• [TASK BRIEF]: Rewrite the stretch of the Beethoven concert review from "Even for a veteran, it" through "composer and interpreter.", replacing "Daniel Barenboim" with "a seasoned pianist".

• [PASSAGE TO READ]:
— START —
An Enthralling Start to Igor Levit’s Beethoven Sonata Cycle


Beethoven: Igor Levit (piano). Wigmore Hall, London, 28.9.2016. (MB)

Pianist Igor Levit

Igor Levit (c) Simon Jay Price

Beethoven – Piano Sonata no.1 in F minor, op.2 no.1; Piano Sonata no.12 in A-flat major, op.26; Piano Sonata no.25 in G major, op.79; Piano Sonata no.21 in C major, op.53, ‘Waldstein’

Even for a veteran, it must be an extraordinary thing to embark upon a ‘cycle’ – as it seems we now must call it – of Beethoven’s piano sonatas. It is difficult to believe that even Daniel Barenboim would undertake such a series lightly. Imagine, then, what it must be like to do so for the first time, and at the Wigmore Hall, no less. Igor Levit’s achievement is, then, all the more extraordinary, for, let there be no doubt about it, there was truly great Beethoven playing to be heard in this first instalment. Each of these four sonatas sounded reconsidered: not for the sake of it, but for the reason each and every performance of them should be. When inexhaustible music becomes exhausted, the fault does not lie with the music; when it is rejuvenated, the honours, as here, should be shared between composer and interpreter.
— END —
A run of items:
— START —
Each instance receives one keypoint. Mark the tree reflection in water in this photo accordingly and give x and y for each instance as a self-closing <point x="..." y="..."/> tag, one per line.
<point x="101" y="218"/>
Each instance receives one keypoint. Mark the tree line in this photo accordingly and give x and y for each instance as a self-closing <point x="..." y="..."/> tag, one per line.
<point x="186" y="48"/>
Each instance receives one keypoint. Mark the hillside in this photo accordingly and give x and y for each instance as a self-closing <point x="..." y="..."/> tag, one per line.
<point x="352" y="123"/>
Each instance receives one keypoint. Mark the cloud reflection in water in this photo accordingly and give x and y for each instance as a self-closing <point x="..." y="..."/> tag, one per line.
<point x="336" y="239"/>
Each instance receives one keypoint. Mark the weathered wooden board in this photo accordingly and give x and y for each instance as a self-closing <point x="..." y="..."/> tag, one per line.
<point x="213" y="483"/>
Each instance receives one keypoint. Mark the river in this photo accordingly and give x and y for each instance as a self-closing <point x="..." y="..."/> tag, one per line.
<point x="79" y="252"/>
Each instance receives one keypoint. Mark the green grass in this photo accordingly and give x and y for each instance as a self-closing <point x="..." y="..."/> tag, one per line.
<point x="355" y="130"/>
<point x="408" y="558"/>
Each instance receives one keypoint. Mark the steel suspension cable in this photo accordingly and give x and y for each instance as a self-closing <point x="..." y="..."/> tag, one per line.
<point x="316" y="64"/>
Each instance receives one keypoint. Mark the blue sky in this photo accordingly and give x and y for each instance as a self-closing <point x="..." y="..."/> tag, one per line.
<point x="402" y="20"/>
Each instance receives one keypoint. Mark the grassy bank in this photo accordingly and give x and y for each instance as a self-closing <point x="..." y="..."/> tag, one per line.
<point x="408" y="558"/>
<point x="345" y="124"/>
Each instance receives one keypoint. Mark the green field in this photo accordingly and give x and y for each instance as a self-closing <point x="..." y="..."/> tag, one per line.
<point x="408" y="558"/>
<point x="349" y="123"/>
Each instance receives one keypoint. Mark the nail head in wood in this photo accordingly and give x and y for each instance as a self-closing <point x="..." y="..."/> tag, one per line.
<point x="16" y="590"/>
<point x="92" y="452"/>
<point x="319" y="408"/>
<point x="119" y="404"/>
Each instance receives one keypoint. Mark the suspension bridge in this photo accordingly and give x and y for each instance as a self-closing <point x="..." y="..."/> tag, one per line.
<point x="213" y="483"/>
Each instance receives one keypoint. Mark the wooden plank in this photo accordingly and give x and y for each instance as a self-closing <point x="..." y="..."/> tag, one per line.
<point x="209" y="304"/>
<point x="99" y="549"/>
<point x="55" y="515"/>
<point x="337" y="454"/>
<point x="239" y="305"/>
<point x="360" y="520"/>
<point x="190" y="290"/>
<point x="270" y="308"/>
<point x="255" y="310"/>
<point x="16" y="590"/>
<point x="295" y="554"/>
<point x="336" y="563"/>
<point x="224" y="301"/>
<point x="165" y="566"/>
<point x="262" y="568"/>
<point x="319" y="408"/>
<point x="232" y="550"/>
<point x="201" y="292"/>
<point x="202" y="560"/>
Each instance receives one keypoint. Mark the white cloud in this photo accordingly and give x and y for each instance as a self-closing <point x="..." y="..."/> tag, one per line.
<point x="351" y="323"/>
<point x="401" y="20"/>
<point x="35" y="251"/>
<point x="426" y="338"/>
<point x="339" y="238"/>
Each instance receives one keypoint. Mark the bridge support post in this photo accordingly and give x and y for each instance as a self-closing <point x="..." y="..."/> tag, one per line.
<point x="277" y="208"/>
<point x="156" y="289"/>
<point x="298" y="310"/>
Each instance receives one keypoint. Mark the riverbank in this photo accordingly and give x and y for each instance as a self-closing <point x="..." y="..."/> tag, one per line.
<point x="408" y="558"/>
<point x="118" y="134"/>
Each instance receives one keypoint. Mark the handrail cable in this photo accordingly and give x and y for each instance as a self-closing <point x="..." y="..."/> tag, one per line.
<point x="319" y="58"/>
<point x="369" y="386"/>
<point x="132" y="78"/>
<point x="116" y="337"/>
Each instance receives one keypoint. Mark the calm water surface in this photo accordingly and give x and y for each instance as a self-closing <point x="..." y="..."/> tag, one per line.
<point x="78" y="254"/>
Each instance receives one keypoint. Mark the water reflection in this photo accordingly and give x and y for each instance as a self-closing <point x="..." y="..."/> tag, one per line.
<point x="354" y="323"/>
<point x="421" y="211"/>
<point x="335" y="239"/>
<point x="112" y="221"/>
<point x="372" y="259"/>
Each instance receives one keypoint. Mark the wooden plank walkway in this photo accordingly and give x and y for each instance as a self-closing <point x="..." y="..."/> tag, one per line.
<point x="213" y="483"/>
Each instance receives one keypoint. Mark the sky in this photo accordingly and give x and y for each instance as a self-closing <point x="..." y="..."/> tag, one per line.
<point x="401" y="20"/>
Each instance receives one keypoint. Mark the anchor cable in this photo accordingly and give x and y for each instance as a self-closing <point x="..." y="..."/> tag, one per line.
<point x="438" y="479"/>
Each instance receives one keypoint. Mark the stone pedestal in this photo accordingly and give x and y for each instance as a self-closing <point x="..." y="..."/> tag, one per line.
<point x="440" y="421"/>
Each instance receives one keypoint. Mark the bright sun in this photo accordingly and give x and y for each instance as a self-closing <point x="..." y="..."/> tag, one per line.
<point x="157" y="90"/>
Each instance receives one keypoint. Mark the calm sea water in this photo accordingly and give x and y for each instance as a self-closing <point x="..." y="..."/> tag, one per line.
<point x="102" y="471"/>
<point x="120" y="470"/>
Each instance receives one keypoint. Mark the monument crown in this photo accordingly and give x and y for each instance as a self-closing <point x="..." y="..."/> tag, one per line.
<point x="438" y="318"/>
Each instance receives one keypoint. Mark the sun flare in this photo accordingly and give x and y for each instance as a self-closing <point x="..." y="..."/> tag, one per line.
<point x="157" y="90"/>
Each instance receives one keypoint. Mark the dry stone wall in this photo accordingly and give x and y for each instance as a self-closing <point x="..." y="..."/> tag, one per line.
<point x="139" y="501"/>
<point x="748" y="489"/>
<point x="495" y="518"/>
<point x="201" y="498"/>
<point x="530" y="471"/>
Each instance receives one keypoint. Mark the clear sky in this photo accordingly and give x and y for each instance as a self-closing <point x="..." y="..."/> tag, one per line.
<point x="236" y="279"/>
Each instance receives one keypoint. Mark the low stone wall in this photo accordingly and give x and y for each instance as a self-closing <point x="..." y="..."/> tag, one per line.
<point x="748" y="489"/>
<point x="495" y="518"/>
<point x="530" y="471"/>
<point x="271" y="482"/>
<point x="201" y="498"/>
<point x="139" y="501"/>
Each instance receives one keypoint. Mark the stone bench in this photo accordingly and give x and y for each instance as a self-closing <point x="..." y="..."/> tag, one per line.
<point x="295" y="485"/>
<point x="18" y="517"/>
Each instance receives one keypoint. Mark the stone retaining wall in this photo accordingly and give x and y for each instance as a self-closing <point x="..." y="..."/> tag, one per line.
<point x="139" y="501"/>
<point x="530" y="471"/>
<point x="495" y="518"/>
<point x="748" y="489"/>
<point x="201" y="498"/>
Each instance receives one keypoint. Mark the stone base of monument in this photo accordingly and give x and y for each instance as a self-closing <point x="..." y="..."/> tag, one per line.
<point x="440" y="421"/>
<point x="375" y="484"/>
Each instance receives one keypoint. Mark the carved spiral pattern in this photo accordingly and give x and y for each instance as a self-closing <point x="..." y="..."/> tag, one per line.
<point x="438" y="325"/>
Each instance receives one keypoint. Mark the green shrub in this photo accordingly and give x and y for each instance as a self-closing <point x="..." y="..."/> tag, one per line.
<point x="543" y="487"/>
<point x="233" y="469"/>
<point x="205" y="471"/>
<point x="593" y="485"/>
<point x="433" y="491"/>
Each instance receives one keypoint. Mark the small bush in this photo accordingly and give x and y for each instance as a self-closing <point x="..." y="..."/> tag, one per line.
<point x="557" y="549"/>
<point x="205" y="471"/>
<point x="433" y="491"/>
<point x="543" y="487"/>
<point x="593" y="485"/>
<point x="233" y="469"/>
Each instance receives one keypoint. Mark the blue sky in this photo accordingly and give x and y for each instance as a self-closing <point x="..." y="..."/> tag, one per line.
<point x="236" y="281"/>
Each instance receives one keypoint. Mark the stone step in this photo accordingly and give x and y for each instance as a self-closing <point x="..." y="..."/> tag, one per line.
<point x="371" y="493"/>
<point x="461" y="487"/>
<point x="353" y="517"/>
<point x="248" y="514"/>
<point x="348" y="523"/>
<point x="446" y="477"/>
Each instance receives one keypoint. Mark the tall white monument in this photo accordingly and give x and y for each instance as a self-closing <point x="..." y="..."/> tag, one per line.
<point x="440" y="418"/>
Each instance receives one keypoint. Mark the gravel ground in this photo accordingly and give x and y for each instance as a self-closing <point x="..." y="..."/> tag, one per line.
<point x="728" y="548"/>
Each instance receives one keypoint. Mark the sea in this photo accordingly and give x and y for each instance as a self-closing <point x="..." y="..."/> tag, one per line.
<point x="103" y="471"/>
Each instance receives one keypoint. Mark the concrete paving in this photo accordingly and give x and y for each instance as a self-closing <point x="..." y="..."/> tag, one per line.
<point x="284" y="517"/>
— END —
• [RESPONSE TO THIS TASK]:
Even for a veteran, it must be an extraordinary thing to embark upon a ‘cycle’ – as it seems we now must call it – of Beethoven’s piano sonatas. It is difficult to believe that even a seasoned pianist would undertake such a series lightly. Imagine, then, what it must be like to do so for the first time, and at the Wigmore Hall, no less. Igor Levit’s achievement is, then, all the more extraordinary, for, let there be no doubt about it, there was truly great Beethoven playing to be heard in this first instalment. Each of these four sonatas sounded reconsidered: not for the sake of it, but for the reason each and every performance of them should be. When inexhaustible music becomes exhausted, the fault does not lie with the music; when it is rejuvenated, the honours, as here, should be shared between composer and interpreter.